**Vorgegebener Text:**
Vor dem Ersten Weltkrieg bewegte sich die Staatsquote in einem Bereich zwischen zehn und 15 Prozent. Die junge Bonner Republik startete mit etwas über 30 Prozent. Heute liegt die Staatsquote bei deutlich über 50 Prozent. Bei all der staatlichen Ineffizienz und Unwirtschaftlichkeit ist der Grad der Ressourcenverschwendung nur allzu offensichtlich.
Ein noch so kleiner Minimalstaat, der die Bonner Republik nie war, wird im Laufe der Zeit zum Maximalstaat. Das Wachstum und die Eingriffe enden also nie beziehungsweise in der Sackgasse des Totalitarismus.
Dabei geht es selten um eine Sozialpolitik, welche die Gesellschaft gerechter macht oder ähnlich. Es geht um Macht durch Stimmenfang, der sich durch vermeintliche Wohltaten oder Scheinabsicherungen geriert. Otto von Bismarck führte beispielsweise in seiner Zeit als Reichskanzler im Jahr 1883 die gesetzliche Krankenversicherung und 1889 die gesetzliche Rente ein. Dies geschah nicht deshalb, weil er die Maßnahmen für notwendig erachtete. Vielmehr ging es ihm darum, den aufkommenden Sozialdemokraten das machtpolitische Wasser abzugraben. Der sogenannte Sozialstaat wurde sukzessive um unzählige weitere Elemente ergänzt, wofür ich nur einige Beispiele nennen möchte: Arbeitslosenversicherung, betriebliche Unfallversicherung, Pflegeversicherung, Familienförderung/Kindergeld.

**Aufgabe 1:**
Übertrage aus den Zeilen weiter unten den Abschnitt von der Zeile mit „metal spoon ->“ bis einschließlich der Zeile mit „Outline every instance of the metal spoon.“ in eine Markdown-Tabelle mit den Spalten „Nr“ und „Inhalt“. Leerzeilen werden nicht übernommen.

**Datenauszug:**

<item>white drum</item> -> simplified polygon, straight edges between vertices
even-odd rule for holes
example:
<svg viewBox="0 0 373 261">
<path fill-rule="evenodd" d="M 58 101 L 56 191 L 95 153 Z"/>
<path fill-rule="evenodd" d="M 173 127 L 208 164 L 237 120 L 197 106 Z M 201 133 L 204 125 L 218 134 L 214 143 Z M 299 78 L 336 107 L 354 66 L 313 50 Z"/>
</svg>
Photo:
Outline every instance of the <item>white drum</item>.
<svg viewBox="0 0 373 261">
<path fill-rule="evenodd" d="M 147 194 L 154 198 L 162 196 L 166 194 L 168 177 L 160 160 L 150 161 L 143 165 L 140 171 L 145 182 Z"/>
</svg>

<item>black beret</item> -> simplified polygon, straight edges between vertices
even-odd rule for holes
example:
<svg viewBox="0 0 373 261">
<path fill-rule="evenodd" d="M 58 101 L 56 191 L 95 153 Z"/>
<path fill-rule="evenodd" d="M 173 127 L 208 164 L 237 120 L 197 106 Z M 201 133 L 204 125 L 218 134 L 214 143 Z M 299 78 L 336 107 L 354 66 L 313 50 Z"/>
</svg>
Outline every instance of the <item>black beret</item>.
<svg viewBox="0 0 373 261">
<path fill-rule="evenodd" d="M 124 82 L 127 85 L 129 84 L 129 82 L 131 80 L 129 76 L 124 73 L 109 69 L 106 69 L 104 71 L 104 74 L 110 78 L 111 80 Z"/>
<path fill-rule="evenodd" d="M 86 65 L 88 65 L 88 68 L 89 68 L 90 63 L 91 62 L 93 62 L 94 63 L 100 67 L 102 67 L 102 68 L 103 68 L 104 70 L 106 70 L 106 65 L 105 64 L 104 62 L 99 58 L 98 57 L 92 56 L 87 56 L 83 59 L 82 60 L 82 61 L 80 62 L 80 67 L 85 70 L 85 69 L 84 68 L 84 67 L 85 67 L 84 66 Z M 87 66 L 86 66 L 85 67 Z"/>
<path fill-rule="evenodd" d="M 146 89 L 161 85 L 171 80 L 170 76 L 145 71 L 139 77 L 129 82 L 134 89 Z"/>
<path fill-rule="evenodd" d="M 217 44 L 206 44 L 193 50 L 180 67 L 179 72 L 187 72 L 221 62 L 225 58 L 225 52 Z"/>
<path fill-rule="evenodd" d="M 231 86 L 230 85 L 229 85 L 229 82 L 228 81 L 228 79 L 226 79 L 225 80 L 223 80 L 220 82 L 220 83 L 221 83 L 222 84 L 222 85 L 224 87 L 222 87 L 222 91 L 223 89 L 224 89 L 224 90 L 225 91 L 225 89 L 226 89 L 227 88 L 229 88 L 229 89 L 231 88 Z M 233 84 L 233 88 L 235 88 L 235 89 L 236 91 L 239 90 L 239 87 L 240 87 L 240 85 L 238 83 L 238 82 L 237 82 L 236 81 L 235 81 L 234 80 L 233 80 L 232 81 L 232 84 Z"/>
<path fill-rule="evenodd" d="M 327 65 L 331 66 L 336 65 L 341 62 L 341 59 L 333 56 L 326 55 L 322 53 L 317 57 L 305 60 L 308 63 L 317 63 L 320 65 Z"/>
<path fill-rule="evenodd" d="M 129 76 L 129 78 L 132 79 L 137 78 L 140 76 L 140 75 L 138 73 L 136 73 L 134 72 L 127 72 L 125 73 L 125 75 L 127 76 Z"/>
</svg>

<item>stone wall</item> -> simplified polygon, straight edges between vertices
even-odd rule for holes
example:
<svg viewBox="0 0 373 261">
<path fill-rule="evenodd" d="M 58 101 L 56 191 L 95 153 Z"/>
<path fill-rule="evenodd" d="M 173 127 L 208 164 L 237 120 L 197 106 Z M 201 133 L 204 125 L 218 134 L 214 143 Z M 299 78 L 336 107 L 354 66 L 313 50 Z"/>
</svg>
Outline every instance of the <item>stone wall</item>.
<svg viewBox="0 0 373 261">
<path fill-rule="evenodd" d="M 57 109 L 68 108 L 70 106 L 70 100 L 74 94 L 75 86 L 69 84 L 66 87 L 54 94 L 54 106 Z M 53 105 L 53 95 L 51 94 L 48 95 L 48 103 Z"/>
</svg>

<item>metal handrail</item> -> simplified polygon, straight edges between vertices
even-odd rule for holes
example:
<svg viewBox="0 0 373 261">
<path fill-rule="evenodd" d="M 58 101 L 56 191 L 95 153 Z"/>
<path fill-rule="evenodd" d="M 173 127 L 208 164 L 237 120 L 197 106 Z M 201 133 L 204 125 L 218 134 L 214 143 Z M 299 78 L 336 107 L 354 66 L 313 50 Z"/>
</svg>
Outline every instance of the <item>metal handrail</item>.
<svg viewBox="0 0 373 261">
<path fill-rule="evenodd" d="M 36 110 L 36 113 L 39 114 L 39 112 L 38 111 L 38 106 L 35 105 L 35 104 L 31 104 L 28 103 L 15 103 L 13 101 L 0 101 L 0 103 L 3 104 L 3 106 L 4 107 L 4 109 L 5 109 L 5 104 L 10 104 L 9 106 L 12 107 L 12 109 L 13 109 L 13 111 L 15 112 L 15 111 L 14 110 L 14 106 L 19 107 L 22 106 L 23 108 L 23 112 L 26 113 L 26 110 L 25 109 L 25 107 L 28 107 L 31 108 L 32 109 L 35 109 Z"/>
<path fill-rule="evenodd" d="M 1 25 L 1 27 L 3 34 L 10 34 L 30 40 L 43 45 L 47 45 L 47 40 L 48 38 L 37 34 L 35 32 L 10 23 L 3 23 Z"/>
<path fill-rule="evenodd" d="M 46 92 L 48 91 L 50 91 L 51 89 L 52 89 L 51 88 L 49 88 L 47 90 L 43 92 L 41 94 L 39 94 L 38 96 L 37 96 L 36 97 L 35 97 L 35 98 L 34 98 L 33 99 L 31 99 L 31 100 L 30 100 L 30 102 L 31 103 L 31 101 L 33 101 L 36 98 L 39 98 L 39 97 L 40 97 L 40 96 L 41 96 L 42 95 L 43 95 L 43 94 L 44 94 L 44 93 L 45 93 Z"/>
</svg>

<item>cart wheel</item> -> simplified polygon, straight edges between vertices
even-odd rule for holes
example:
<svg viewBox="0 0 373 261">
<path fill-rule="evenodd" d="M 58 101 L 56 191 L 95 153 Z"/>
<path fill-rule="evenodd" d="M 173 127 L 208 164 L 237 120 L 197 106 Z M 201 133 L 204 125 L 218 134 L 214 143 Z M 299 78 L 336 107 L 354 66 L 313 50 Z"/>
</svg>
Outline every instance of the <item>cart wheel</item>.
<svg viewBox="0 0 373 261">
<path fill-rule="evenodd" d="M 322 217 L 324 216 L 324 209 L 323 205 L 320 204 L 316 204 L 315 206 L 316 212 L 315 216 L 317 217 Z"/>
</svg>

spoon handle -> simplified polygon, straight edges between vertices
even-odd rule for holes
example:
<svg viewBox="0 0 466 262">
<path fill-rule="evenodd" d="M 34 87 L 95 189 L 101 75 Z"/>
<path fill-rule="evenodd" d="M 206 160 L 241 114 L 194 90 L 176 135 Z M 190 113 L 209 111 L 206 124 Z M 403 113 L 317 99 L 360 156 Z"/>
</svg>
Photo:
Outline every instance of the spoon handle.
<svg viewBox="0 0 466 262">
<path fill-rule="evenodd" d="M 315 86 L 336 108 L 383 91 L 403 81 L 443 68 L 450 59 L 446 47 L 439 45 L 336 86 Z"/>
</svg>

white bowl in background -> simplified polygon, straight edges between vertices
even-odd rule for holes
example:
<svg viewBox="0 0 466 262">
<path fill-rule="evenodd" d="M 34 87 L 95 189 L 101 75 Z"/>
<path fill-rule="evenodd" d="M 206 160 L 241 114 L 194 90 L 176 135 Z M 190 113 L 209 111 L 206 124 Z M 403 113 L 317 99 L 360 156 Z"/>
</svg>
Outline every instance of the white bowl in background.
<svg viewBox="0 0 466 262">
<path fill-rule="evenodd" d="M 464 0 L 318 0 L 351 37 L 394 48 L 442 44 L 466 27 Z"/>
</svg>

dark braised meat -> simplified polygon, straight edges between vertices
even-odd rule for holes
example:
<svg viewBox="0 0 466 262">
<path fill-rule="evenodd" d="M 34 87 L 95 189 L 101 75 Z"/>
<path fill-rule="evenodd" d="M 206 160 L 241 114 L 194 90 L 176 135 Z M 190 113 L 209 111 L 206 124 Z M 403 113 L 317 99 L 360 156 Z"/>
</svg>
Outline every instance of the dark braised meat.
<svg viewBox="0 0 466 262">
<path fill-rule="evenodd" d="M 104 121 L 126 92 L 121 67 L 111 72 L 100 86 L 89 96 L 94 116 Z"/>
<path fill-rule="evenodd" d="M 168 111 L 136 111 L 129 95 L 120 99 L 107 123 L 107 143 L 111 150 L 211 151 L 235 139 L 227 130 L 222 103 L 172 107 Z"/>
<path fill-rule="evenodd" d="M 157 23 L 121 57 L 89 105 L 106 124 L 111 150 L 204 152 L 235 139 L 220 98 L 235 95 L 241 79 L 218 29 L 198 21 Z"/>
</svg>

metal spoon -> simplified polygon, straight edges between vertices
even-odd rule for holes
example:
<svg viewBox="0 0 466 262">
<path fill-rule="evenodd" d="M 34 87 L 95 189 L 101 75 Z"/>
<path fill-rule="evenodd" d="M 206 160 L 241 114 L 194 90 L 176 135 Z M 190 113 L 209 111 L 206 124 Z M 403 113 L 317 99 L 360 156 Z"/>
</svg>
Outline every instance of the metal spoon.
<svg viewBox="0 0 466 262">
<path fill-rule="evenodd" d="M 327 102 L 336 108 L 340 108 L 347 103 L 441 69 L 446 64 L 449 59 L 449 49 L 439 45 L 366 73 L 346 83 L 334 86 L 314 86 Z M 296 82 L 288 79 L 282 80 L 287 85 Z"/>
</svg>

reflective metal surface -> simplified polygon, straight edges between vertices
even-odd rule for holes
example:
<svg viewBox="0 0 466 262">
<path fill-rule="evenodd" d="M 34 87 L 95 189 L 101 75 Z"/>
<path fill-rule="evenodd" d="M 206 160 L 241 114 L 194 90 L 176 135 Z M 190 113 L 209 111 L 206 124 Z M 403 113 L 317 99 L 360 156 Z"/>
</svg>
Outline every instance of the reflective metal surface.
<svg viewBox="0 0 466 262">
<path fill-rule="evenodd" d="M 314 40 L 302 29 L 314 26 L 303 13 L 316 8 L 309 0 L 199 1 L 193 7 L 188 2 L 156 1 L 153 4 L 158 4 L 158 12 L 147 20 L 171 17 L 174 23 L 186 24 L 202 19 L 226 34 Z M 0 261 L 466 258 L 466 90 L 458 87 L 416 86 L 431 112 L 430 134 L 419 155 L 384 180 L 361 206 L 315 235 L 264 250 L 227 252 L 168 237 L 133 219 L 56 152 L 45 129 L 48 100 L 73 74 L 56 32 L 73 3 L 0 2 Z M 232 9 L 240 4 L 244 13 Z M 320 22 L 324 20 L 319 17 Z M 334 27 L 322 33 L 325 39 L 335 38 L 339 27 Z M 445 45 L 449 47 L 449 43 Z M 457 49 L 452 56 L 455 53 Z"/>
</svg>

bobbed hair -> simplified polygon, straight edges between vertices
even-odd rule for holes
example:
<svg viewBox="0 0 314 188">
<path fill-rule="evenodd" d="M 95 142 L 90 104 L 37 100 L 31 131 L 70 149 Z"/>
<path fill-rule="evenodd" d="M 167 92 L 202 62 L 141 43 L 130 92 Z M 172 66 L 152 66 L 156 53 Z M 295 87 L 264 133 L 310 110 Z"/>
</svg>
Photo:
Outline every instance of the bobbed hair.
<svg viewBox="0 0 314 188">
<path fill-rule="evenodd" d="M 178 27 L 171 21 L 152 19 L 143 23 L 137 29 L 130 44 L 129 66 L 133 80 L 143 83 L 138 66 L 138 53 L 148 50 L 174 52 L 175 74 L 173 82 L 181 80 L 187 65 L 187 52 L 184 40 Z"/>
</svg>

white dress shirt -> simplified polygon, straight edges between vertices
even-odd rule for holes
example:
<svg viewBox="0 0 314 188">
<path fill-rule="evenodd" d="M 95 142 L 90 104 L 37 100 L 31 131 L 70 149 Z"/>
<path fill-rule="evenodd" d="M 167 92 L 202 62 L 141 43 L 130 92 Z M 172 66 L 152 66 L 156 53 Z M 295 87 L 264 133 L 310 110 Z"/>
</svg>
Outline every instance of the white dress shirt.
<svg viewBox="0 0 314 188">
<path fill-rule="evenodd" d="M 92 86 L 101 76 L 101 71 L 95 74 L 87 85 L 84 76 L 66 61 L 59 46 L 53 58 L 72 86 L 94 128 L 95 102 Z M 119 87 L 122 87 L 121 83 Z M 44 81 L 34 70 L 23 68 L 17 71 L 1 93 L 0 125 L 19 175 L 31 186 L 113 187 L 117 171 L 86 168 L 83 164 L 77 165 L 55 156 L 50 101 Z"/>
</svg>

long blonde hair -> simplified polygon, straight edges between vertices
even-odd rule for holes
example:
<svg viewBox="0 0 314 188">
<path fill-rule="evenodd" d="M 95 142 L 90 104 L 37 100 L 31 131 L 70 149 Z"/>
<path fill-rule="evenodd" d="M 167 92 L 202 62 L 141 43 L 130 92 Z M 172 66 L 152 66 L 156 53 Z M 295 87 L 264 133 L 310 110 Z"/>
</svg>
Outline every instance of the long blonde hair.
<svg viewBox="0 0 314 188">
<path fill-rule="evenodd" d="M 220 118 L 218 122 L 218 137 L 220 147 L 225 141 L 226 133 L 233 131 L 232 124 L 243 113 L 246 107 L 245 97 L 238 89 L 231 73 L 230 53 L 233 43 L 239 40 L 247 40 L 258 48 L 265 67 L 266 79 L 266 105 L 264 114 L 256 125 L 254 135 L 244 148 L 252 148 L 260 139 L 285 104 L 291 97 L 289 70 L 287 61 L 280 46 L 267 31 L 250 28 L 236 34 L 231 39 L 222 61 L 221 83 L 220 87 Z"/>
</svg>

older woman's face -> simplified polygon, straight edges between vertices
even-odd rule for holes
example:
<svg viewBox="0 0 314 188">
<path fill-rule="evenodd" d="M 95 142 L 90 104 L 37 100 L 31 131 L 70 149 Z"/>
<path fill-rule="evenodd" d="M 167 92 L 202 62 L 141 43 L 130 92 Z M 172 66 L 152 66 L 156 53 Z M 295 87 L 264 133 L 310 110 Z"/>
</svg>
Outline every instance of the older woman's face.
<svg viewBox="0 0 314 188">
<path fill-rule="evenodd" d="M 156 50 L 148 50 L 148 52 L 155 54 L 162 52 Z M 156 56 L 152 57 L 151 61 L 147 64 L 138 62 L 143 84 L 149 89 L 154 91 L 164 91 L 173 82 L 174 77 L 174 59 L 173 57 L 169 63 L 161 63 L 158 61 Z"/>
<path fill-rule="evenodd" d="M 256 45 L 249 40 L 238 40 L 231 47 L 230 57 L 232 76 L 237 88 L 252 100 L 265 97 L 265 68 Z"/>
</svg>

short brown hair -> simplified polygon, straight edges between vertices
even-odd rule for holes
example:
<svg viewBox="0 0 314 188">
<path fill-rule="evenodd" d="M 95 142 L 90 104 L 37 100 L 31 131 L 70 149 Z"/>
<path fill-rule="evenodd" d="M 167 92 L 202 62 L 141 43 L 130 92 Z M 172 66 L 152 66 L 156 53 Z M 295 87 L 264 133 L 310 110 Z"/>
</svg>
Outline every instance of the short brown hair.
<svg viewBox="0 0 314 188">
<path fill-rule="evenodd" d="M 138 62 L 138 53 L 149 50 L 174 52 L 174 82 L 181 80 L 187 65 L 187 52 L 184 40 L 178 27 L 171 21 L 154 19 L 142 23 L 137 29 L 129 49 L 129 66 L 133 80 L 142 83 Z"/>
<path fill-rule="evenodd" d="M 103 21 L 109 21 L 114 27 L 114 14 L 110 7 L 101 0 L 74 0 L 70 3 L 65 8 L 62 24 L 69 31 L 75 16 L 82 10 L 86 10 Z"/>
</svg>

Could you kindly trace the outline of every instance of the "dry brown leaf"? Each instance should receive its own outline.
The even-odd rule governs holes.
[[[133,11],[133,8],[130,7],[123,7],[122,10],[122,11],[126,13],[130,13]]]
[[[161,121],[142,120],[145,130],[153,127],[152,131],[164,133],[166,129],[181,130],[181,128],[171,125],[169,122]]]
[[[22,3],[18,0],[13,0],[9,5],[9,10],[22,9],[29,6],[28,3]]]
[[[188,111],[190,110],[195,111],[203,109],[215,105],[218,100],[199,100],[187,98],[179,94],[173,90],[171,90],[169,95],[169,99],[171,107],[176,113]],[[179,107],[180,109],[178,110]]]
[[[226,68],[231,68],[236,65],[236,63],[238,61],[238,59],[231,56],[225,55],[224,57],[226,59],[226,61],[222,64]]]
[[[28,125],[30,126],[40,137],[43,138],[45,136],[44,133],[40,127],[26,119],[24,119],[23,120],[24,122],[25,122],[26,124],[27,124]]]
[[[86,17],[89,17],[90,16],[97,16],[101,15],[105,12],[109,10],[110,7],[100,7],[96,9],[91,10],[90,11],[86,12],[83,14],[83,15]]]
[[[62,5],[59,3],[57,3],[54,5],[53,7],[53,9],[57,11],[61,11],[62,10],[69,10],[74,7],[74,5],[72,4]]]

**Aufgabe 2:**
Gib den Text zur Staatsquote vollständig und wortgetreu aus.

**Ergebnis 1:**
| Nr | Inhalt |
|---|---|
| 1 | metal spoon -> simplified polygon, straight edges between vertices |
| 2 | even-odd rule for holes |
| 3 | example: |
| 4 | <svg viewBox="0 0 466 262"> |
| 5 | <path fill-rule="evenodd" d="M 34 87 L 95 189 L 101 75 Z"/> |
| 6 | <path fill-rule="evenodd" d="M 206 160 L 241 114 L 194 90 L 176 135 Z M 190 113 L 209 111 L 206 124 Z M 403 113 L 317 99 L 360 156 Z"/> |
| 7 | </svg> |
| 8 | Outline every instance of the metal spoon. |

**Ergebnis 2:**
Vor dem Ersten Weltkrieg bewegte sich die Staatsquote in einem Bereich zwischen zehn und 15 Prozent. Die junge Bonner Republik startete mit etwas über 30 Prozent. Heute liegt die Staatsquote bei deutlich über 50 Prozent. Bei all der staatlichen Ineffizienz und Unwirtschaftlichkeit ist der Grad der Ressourcenverschwendung nur allzu offensichtlich.
Ein noch so kleiner Minimalstaat, der die Bonner Republik nie war, wird im Laufe der Zeit zum Maximalstaat. Das Wachstum und die Eingriffe enden also nie beziehungsweise in der Sackgasse des Totalitarismus.
Dabei geht es selten um eine Sozialpolitik, welche die Gesellschaft gerechter macht oder ähnlich. Es geht um Macht durch Stimmenfang, der sich durch vermeintliche Wohltaten oder Scheinabsicherungen geriert. Otto von Bismarck führte beispielsweise in seiner Zeit als Reichskanzler im Jahr 1883 die gesetzliche Krankenversicherung und 1889 die gesetzliche Rente ein. Dies geschah nicht deshalb, weil er die Maßnahmen für notwendig erachtete. Vielmehr ging es ihm darum, den aufkommenden Sozialdemokraten das machtpolitische Wasser abzugraben. Der sogenannte Sozialstaat wurde sukzessive um unzählige weitere Elemente ergänzt, wofür ich nur einige Beispiele nennen möchte: Arbeitslosenversicherung, betriebliche Unfallversicherung, Pflegeversicherung, Familienförderung/Kindergeld.